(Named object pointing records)
— START —
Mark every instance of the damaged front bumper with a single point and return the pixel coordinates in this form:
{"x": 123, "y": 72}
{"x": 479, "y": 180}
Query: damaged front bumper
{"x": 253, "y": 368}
— END —
▸ **What is being asked**
Rewrite the records above with "single point" swapped for "single marker", leaving everything else as it is.

▸ **Response to the task**
Mark every instance of the damaged front bumper with a single marker and return the pixel coordinates in this form:
{"x": 123, "y": 72}
{"x": 479, "y": 180}
Query: damaged front bumper
{"x": 253, "y": 368}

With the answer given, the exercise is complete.